• [THE PROBLEM] Each entry below should be retyped exactly, with nothing omitted.

• [MATERIAL FOR THE TASK]

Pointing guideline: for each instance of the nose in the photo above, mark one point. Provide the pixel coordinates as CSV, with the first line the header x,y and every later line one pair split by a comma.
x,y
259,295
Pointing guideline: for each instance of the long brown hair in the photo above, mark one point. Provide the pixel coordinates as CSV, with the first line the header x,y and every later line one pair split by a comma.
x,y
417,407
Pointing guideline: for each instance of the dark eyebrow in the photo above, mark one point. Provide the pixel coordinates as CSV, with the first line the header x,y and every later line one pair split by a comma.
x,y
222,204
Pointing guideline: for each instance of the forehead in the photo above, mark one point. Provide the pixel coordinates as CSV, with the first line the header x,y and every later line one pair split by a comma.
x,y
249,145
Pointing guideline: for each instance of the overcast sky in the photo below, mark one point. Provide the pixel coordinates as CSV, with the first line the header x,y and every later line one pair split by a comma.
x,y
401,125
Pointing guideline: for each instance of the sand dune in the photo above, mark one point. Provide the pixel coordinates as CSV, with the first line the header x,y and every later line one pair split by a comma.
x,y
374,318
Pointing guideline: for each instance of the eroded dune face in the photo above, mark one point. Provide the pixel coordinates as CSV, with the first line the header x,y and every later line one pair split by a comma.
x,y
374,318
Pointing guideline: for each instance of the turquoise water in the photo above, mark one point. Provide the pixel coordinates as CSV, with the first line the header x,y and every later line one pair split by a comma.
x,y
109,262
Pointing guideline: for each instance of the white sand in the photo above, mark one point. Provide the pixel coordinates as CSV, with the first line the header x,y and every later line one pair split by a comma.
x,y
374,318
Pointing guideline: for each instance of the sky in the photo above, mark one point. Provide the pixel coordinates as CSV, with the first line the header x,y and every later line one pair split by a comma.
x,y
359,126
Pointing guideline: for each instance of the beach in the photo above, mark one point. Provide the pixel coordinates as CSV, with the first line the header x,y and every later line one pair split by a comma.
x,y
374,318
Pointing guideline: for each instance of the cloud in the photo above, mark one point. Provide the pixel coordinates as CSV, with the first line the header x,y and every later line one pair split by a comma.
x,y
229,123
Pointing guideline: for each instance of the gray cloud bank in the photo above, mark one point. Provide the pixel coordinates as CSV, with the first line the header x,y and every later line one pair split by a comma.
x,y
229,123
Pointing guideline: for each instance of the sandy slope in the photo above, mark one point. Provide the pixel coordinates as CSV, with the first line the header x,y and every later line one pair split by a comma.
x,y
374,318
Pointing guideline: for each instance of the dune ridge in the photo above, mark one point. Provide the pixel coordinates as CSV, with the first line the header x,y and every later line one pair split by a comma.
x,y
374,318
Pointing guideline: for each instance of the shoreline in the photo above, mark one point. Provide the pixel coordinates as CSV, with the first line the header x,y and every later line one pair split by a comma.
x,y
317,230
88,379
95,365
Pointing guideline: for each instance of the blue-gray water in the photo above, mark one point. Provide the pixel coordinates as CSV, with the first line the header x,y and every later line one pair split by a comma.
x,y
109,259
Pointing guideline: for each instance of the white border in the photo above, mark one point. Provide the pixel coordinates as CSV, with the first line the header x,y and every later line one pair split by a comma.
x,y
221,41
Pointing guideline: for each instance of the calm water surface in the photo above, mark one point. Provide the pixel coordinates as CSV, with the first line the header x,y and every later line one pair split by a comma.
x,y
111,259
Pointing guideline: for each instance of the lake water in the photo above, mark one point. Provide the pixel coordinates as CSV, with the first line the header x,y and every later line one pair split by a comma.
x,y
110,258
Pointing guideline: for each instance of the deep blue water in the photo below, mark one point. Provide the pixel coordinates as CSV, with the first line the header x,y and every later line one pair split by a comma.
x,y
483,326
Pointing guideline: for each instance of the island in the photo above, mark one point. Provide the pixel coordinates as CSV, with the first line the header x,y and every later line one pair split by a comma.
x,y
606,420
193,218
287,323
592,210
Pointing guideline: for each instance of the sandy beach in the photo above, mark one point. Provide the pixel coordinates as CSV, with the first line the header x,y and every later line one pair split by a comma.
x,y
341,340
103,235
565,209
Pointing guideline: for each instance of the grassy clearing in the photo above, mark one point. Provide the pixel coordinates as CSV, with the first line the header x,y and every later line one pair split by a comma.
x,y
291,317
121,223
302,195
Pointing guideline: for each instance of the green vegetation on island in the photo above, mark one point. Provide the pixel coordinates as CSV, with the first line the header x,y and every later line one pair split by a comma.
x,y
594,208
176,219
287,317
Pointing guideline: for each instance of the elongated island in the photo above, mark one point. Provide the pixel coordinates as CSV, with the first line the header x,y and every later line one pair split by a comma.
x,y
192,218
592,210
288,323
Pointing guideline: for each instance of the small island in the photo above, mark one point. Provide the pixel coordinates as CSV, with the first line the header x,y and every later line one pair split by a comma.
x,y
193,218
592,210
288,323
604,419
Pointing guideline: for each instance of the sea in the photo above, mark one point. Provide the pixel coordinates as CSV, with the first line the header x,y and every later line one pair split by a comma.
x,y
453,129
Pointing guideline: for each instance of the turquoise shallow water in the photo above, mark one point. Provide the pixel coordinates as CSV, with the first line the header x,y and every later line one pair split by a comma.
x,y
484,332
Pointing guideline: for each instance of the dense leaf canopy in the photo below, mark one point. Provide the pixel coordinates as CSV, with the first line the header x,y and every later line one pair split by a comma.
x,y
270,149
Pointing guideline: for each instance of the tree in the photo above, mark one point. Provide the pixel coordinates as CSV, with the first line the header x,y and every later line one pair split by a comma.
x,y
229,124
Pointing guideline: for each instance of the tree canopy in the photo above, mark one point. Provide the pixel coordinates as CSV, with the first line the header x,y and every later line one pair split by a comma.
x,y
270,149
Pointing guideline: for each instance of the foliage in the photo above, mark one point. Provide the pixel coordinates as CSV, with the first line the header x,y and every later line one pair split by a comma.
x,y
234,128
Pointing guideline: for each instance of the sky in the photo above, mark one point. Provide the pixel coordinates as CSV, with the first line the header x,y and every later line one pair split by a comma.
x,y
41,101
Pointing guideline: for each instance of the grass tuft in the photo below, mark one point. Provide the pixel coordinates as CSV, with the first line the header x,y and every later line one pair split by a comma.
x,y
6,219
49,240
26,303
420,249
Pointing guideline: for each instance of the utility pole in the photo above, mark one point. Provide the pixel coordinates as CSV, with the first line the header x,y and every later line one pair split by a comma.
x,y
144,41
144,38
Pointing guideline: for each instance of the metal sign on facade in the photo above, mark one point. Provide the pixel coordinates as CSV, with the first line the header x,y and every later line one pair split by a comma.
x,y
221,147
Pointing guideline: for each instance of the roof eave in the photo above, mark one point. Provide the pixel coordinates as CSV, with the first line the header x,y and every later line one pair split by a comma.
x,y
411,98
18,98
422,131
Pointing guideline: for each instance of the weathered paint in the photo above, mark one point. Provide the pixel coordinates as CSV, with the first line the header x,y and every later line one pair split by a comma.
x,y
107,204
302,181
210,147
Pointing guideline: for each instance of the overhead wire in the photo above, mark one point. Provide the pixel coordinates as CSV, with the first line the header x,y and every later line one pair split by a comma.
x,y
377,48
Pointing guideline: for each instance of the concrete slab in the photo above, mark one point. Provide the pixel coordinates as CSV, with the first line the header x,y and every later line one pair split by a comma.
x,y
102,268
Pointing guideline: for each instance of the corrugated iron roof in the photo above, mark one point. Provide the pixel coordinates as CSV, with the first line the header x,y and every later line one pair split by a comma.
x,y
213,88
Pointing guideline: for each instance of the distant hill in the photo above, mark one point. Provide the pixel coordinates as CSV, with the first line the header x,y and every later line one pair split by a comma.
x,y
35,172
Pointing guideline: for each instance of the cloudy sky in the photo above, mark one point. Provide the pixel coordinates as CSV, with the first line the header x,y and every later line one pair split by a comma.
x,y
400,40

• [RESULT OF THE EXERCISE]
Pointing guideline: for each instance of the nose in the photo above, mark one point. Provide the pixel coordinates as CSV, with the first line the header x,y and every later line one pair split by a comma.
x,y
259,295
Pointing guideline: for each instance of the long brown hair in the photo above, mark one point. Provide the pixel coordinates as CSV, with the first line the header x,y and every later line one pair split by a comma.
x,y
417,407
Pointing guideline: for each instance of the dark eyebrow in the photo above, mark one point. Provide the pixel coordinates as CSV, with the first line the header x,y and every later line one pair split by a comma.
x,y
222,204
Pointing guideline: for each instance of the forehead in the photo above, mark one point. Provide the pixel coordinates as CSV, with the first line the header x,y and every later line one pair split by a comma.
x,y
249,145
Pointing guideline: for each instance of the overcast sky in the photo below, mark one point. Provide the pixel coordinates as CSV, with the first line the header x,y and every later line one pair split by a comma.
x,y
401,125
Pointing guideline: for each instance of the sand dune in the photo above, mark one point. Provide the pixel coordinates as CSV, with the first line the header x,y and every later line one pair split by a comma.
x,y
374,318
Pointing guideline: for each instance of the eroded dune face in the photo above, mark one point. Provide the pixel coordinates as CSV, with the first line the header x,y and every later line one pair split by a comma.
x,y
374,318
Pointing guideline: for each instance of the turquoise water in the photo above, mark one point. Provide the pixel coordinates as CSV, with the first line the header x,y and every later line one pair split by a comma.
x,y
109,262
Pointing guideline: for each instance of the white sand in the photo above, mark one point. Provide the pixel coordinates as CSV, with the first line the header x,y and every later line one pair split by a comma.
x,y
374,318
Pointing guideline: for each instance of the sky in the photo above, mark one point. Provide the pixel coordinates as CSV, with the first line the header x,y and every later line one pair split by a comma.
x,y
359,126
Pointing guideline: for each instance of the beach in the photo above, mark one point. Provide the pixel coordinates as CSV, with the first line the header x,y and every later line one pair split by a comma.
x,y
374,318
Pointing guideline: for each instance of the cloud in the photo above, mark one point. Provide the pixel coordinates as CSV, with the first line the header x,y and every later line one pair split by a comma.
x,y
229,123
Pointing guideline: for each instance of the gray cloud bank in the photo above, mark one point. Provide the pixel coordinates as CSV, with the first line the header x,y and every later line one pair split by a comma.
x,y
229,123
Pointing guideline: for each instance of the sandy slope in the photo above, mark one point. Provide the pixel coordinates as CSV, with the first line the header x,y and every later line one pair split by a comma.
x,y
374,318
Pointing guideline: for each instance of the dune ridge in the photo above, mark one point. Provide the pixel coordinates as CSV, with the first line the header x,y and every later line one pair split by a comma.
x,y
374,318
Pointing guideline: for each instance of the shoreline in the photo above, mark one point. Provide the pixel coordinates as CSV, with the first line the header x,y and every later line one pair split by a comma.
x,y
317,230
88,379
95,365
Pointing guideline: for each instance of the blue-gray water in the photo above, mark one point. Provide the pixel coordinates as CSV, with the first line the header x,y and every later line one pair split by a comma.
x,y
109,259
Pointing guideline: for each instance of the white border in the photo above, mark one point. Provide the pixel coordinates as CSV, with the first line the header x,y and every later line one pair split by a comma.
x,y
221,41
Pointing guideline: for each instance of the calm water surface in the photo above, mark one point. Provide the pixel coordinates as CSV, with the first line the header x,y and every later line one pair split by a comma.
x,y
111,259
Pointing guideline: for each instance of the lake water in the photo above, mark one point. Provide the pixel coordinates as CSV, with the first line the header x,y and every later line one pair split by a comma.
x,y
110,258
Pointing guideline: for each instance of the deep blue water in the photo below, mark one point. Provide the pixel coordinates as CSV, with the first line the header x,y and every later line one pair split by a comma.
x,y
483,326
Pointing guideline: for each instance of the island in the photo above, mark one point. Provide the pixel coordinates as CSV, with the first line the header x,y and every later line one pair split by a comma.
x,y
606,420
193,218
287,323
592,210
Pointing guideline: for each instance of the sandy beach in the photo above, mark one point. Provide the pixel coordinates as CSV, with the first line the header x,y and every later line one pair split by a comma.
x,y
341,340
103,235
565,209
Pointing guideline: for each instance of the grassy clearing in the photo above, mark one point. Provide the pixel coordinates as CSV, with the first line the header x,y and every later line one pair split by a comma.
x,y
291,317
121,223
302,195
Pointing guideline: for each instance of the green vegetation on island in the photo above, mark one point. Provide the pixel coordinates as CSV, with the first line the header x,y and every later line one pair split by a comma.
x,y
594,208
176,219
287,317
Pointing guideline: for each instance of the elongated island in the photo above, mark one point. Provide the pixel coordinates as CSV, with the first line the header x,y and every later line one pair split by a comma.
x,y
192,218
592,210
288,323
Pointing guideline: for each instance of the small island in the photo above, mark one point. Provide the pixel coordinates as CSV, with the first line the header x,y and every later line one pair split by a comma.
x,y
193,218
592,210
288,323
604,419
Pointing guideline: for each instance of the sea in the photo above, mark one point. Provide the pixel coordinates as CSV, with the first line the header x,y and every later line one pair split by a comma.
x,y
453,129
Pointing guideline: for each instance of the turquoise shallow water in the photo above, mark one point. Provide the pixel coordinates as CSV, with the first line the header x,y and every later line one pair split by a comma.
x,y
484,332
Pointing guideline: for each instance of the dense leaf canopy in the photo below, mark one point. Provide the pixel coordinates as CSV, with the first line the header x,y and every later line one pair split by a comma.
x,y
270,149
Pointing guideline: for each instance of the tree in the photo above, mark one point. Provide the pixel coordinates as CSV, with the first line the header x,y and every later line one pair split by a comma.
x,y
229,124
Pointing guideline: for each instance of the tree canopy in the photo above, mark one point. Provide the pixel coordinates as CSV, with the first line the header x,y and every later line one pair split by a comma.
x,y
270,149
Pointing guideline: for each instance of the foliage in the photo above, mark one point. Provide the pixel coordinates as CSV, with the first line the header x,y and every later line one pair split by a comma.
x,y
234,128
Pointing guideline: for each instance of the sky in the photo above, mark one point. Provide the pixel coordinates as CSV, with the first line the header x,y and every later line one pair split by a comma.
x,y
41,101
Pointing guideline: for each instance of the grass tuft in the photo below, mark one point. Provide the pixel coordinates as CSV, with the first line the header x,y and every later line one pair split by a comma.
x,y
6,219
49,240
26,303
420,249
Pointing guideline: for each instance of the utility pole in the photo above, mark one point. Provide the pixel coordinates as CSV, with the first line the header x,y and every later line one pair split by a comma.
x,y
144,41
144,38
Pointing guideline: for each instance of the metal sign on facade in the photo above, mark one point. Provide the pixel coordinates as CSV, with the first line the header x,y and every later line one pair split by a comma.
x,y
221,147
Pointing guideline: for each instance of the roof eave in the photo above, mark one point. Provide the pixel coordinates as CSV, with the first line the header x,y and every later line one pair split by a comma.
x,y
411,98
18,98
422,131
Pointing guideline: for each instance of the weathered paint in the photo above, mark one point. Provide the pixel coordinates as CSV, with the first line the header x,y and every later line one pair split by a comma.
x,y
107,204
302,181
210,147
Pointing guideline: for each instance of the overhead wire in the photo above, mark one point. Provide the pixel coordinates as CSV, with the first line the header x,y and every later line one pair split by a comma.
x,y
377,48
Pointing guideline: for each instance of the concrete slab in the photo above, mark one point. Provide the pixel coordinates as CSV, with the first line the header x,y and every later line one pair split by a comma.
x,y
102,268
Pointing guideline: for each instance of the corrugated iron roof in the photo above, mark one point. Provide the pixel coordinates as CSV, with the first line the header x,y and every later line one pair split by a comma.
x,y
213,88
Pointing guideline: for each instance of the distant hill in the photo above, mark one point. Provide the pixel coordinates as CSV, with the first line the header x,y and every later line one pair split by a comma.
x,y
35,172
Pointing guideline: for each instance of the cloudy sky in the photo above, mark one point. Provide the pixel coordinates as CSV, with the first line the header x,y and every later line one pair split by a comma.
x,y
400,40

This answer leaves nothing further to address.